----- TEXTO EXTRAÍDO -----
Ora, "ensinar a arte da política e empreender fazer dos homens bons cidadãos" (Prot. 319a) era o que precisamente em Atenas se considerava o campo especial do amador e do cavalheiro. Todo ateniense da alta classe devia entender a conduta adequada dos negócios por uma espécie de i finto herdado de seus antepassados, e estar preparado para transmiti-lo aos filhos. Até Protágoras admitia isso, embora pretendendo que ainda deixava espaço para sua arte pedagógica como suplemento. [Osório diz: Instinto nada! Exemplo e meios para tal]

Na passagem do Meno, a que já se referiu, Sócrates sugere inocentemente a Anito, importante líder democrático que se tornou seu principal acusador, que os sofistas eram as pessoas adequadas para instilar no jovem a sophia que o adequará para administrar o Estado, governar a cidade, e em geral demonstrar o savoir-faire próprio do cavalheiro. Quando Anito os injuria como ameaça para a sociedade, e Sócrates pergunta a quem, então, na sua opinião, o jovem deve se dirigir para tal treinamento, ele replica que não há nenhuma necessidade de mencionar indivíduos particulares, pois "todo cavalheiro decente ateniense que lhe acontecer encontrar, faria dele melhor homem do que os sofistas poderiam fazer". [Osório diz: Na democracia, nem todos são democratas, nem seus líderes!]

Havia, como vimos, uma arte que todos os sofistas ensinavam, a saber, a retórica, e uma posição epistemológica de que todos partilhavam, a saber, um ceticismo segundo o qual o conhecimento só podia ser relativo ao sujeito que percebe. Os dois estavam mais diretamente conexos do que se podia pensar. A retórica não desempenha o papel em nossas vidas que desempenhou na Grécia antiga. (Fonte: Os sofistas, W. K. C. Guthrie, tradução, João Rezende Costa, Paulus, São Paulo, 1995, p. 16 e 41-42),

 

Kerferd ensina:

 

Estes dois aspectos da democracia pericleana foram, sem dúvida, importantes no desenvolvimento de uma demanda pelos serviços dos sofistas. Mas estaremos provavelmente certos se pusermos maior ênfase no segundo. O que "os sofistas estavam aptos a oferecer não era, de forma alguma, uma contribuição para a educação das massas. Eles ofereciam um produto caro, valiosíssimo para os que estavam buscando fazer carreira na política e na vida pública em geral, isto é, uma espécie de educação secundária seletiva, em continuação à da instrução básica recebida na escola, em linguagem e literatura (Grammatikê e Mausikê), aritmética (Logistikê) e atletismo (Gymnastik)ver, por exemplo, Platão, Prot. 318el; Xenofonte, Constituição dos espartanos, II, 1. Como a educação da escola elementar se completava normalmente no ponto em que o menino deixava de ser criança (Pais) para tornar-se um adolescente ou um jovem (Meirakion) (ver Platão, Laques 179a5-7; Xenofonte, Const. dos espartanos III, I), e visto que se tornar um Meirakion era equacionado com a idade da puberdade, tradicionalmente fixada aos 14 anos (Aristóteles, HA VII. 581al2ss.), podemos dizer, em termos modernos, se quisermos, que os sofistas ministravam uma educação seletiva para a idade de 14 anos em diante.
----- LINHAS -----
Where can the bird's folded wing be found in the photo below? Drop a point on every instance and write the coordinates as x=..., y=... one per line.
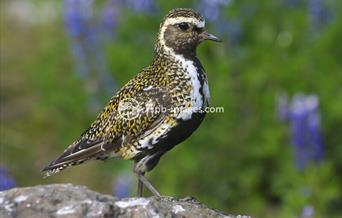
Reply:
x=123, y=123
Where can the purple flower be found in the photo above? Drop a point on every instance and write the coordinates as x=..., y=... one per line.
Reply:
x=6, y=180
x=319, y=14
x=305, y=123
x=282, y=107
x=110, y=15
x=87, y=45
x=308, y=212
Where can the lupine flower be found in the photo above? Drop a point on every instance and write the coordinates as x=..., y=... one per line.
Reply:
x=6, y=180
x=87, y=37
x=319, y=14
x=291, y=3
x=110, y=15
x=282, y=107
x=308, y=212
x=122, y=185
x=304, y=118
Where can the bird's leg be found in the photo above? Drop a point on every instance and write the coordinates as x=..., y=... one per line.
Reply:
x=140, y=187
x=143, y=180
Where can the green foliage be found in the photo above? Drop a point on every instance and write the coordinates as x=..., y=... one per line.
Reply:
x=240, y=161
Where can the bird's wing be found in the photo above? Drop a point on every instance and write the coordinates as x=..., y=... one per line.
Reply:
x=122, y=123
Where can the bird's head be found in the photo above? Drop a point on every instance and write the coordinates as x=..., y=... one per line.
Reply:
x=182, y=30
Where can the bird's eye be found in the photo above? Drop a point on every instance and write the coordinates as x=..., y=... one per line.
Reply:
x=183, y=26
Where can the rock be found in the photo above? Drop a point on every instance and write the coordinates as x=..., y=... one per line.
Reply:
x=71, y=201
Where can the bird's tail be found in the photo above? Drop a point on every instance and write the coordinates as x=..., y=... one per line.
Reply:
x=75, y=154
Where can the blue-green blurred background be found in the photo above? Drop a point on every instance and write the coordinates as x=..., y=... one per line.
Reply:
x=276, y=151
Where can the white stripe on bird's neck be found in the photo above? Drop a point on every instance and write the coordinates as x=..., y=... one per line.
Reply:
x=188, y=66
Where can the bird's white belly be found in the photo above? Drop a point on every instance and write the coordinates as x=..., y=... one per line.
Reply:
x=197, y=99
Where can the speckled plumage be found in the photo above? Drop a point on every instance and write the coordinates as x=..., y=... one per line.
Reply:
x=175, y=80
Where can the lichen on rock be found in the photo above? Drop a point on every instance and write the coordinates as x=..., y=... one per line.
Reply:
x=71, y=201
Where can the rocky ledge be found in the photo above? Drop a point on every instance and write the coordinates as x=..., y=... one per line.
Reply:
x=71, y=201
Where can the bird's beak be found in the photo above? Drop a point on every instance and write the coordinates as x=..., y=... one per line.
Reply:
x=208, y=36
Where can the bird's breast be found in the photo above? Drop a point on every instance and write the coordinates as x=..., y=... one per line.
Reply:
x=194, y=86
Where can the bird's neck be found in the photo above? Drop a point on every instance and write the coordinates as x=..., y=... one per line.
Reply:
x=163, y=52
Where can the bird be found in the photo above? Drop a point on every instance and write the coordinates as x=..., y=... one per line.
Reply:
x=156, y=110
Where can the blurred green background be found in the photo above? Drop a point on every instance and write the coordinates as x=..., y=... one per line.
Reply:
x=62, y=60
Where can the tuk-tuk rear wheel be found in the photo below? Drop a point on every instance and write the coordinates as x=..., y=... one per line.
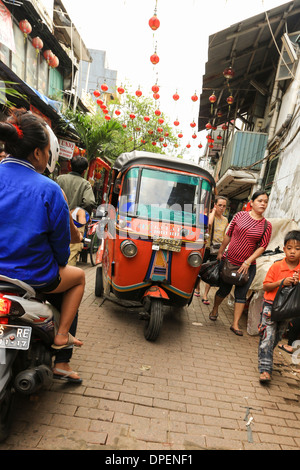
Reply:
x=154, y=324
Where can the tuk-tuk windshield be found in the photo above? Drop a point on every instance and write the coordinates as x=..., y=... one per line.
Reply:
x=165, y=196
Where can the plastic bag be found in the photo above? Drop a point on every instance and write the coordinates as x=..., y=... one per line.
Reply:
x=210, y=273
x=286, y=304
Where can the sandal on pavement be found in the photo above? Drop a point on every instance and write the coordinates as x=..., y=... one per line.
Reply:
x=213, y=316
x=70, y=342
x=66, y=376
x=283, y=347
x=264, y=377
x=236, y=332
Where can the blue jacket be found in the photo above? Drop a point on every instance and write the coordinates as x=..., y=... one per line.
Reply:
x=34, y=224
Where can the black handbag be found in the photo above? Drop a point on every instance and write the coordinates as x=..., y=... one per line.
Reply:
x=210, y=273
x=286, y=304
x=230, y=275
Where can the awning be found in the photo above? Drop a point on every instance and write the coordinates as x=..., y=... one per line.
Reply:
x=237, y=184
x=249, y=47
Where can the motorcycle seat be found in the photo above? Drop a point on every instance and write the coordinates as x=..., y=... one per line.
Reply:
x=8, y=287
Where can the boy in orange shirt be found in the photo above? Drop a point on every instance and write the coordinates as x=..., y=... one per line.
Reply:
x=271, y=332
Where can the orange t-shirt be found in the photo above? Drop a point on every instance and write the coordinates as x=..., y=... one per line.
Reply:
x=278, y=271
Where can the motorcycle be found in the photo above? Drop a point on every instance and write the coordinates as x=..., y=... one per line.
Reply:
x=26, y=335
x=27, y=326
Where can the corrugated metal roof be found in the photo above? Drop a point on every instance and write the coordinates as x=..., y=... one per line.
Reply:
x=247, y=46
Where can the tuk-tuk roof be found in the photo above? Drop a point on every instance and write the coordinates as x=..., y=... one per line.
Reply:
x=125, y=160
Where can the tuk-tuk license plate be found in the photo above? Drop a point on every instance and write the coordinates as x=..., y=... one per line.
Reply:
x=15, y=337
x=167, y=244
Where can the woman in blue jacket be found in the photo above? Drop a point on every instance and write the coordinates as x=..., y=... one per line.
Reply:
x=34, y=220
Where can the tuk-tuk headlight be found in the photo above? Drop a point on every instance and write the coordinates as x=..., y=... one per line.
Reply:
x=195, y=259
x=128, y=249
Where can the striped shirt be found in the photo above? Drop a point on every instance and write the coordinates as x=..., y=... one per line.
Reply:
x=246, y=233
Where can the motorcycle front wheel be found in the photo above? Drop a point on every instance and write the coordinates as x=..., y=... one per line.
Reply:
x=154, y=324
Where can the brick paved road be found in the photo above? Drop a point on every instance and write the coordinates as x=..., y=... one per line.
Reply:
x=188, y=390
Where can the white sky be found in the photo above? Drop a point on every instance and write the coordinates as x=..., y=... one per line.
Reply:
x=120, y=27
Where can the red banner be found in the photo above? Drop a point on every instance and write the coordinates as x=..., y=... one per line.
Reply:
x=6, y=28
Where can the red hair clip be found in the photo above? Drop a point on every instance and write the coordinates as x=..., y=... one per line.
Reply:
x=19, y=131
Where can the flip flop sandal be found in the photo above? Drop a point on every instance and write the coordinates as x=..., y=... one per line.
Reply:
x=70, y=342
x=237, y=332
x=265, y=377
x=65, y=375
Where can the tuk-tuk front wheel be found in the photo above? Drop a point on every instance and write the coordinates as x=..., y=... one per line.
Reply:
x=154, y=324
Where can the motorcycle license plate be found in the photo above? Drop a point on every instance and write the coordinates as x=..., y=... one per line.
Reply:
x=15, y=337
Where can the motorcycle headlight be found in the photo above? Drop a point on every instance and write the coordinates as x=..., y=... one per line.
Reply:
x=195, y=259
x=128, y=248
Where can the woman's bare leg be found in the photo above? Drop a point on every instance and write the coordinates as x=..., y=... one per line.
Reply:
x=72, y=286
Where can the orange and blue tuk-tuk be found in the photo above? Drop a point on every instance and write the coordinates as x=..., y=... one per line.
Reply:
x=155, y=228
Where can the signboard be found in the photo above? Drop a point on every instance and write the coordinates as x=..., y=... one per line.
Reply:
x=6, y=29
x=66, y=149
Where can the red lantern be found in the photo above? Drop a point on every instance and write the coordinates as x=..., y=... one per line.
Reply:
x=228, y=73
x=76, y=151
x=54, y=62
x=154, y=59
x=37, y=44
x=154, y=23
x=48, y=55
x=25, y=27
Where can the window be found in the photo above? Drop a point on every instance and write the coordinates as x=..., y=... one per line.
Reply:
x=270, y=174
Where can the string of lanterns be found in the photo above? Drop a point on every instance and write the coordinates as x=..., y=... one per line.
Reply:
x=38, y=44
x=154, y=24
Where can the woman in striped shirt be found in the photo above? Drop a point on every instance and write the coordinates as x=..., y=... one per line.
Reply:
x=247, y=238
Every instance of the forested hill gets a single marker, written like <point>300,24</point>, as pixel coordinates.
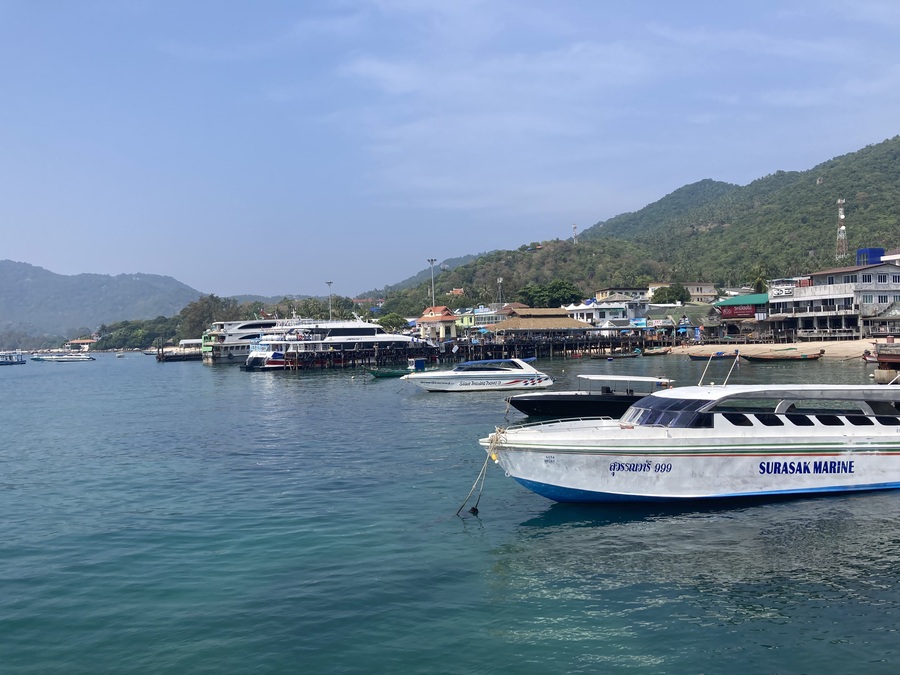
<point>785,222</point>
<point>34,300</point>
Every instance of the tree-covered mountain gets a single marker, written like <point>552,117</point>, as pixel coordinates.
<point>36,301</point>
<point>786,222</point>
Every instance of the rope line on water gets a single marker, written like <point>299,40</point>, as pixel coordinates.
<point>495,441</point>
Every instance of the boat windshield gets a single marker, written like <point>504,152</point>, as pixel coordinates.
<point>667,412</point>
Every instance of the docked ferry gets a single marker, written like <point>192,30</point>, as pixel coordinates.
<point>714,442</point>
<point>229,341</point>
<point>299,343</point>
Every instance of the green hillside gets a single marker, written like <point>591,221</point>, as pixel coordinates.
<point>36,301</point>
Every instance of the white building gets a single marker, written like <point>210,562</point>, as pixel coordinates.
<point>844,302</point>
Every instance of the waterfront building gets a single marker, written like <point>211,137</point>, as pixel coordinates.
<point>841,303</point>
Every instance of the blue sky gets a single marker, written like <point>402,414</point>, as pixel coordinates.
<point>269,147</point>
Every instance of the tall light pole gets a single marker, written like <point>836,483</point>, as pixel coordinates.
<point>431,262</point>
<point>328,283</point>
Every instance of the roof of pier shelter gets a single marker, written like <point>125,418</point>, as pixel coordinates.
<point>699,314</point>
<point>437,314</point>
<point>532,319</point>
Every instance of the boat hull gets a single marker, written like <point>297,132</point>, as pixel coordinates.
<point>600,463</point>
<point>437,382</point>
<point>675,477</point>
<point>763,358</point>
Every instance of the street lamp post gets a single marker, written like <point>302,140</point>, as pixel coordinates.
<point>431,262</point>
<point>328,283</point>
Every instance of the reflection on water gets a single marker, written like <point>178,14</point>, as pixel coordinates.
<point>764,581</point>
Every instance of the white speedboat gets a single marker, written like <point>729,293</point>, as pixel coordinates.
<point>62,357</point>
<point>597,395</point>
<point>482,375</point>
<point>714,442</point>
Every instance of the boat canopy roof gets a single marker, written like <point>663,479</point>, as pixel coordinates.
<point>488,361</point>
<point>838,392</point>
<point>625,378</point>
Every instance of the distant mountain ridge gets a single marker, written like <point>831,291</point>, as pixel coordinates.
<point>780,225</point>
<point>36,301</point>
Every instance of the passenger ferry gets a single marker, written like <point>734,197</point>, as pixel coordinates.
<point>713,442</point>
<point>13,358</point>
<point>298,343</point>
<point>487,374</point>
<point>229,341</point>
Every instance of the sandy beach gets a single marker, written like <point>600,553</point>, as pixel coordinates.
<point>837,350</point>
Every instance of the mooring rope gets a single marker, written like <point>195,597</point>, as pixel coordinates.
<point>496,440</point>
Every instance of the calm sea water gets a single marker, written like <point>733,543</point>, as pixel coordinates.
<point>173,518</point>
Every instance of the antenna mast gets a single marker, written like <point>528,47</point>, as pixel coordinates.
<point>840,251</point>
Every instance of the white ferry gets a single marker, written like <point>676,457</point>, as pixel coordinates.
<point>229,341</point>
<point>487,374</point>
<point>713,442</point>
<point>13,358</point>
<point>299,343</point>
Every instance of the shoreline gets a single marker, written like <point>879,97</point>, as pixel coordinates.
<point>835,350</point>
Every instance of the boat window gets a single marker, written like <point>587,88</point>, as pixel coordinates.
<point>830,420</point>
<point>860,420</point>
<point>738,419</point>
<point>882,407</point>
<point>800,420</point>
<point>698,421</point>
<point>770,419</point>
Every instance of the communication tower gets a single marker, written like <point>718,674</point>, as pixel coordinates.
<point>840,251</point>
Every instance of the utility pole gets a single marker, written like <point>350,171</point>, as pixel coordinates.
<point>328,283</point>
<point>431,262</point>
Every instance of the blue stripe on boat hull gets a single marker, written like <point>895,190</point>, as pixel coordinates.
<point>574,496</point>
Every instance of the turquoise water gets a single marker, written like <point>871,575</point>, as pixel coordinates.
<point>181,518</point>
-----
Responda com base no texto sobre os sofistas:
(a) Que papel teve depois Anito, a quem Sócrates se dirige na passagem do Meno?
(b) Que arte todos os sofistas ensinavam?
(c) Em termos modernos, a partir de que idade os sofistas ministravam sua educação seletiva?

(a) Anito, importante líder democrático, tornou-se o principal acusador de Sócrates.
(b) A retórica.
(c) A partir dos 14 anos.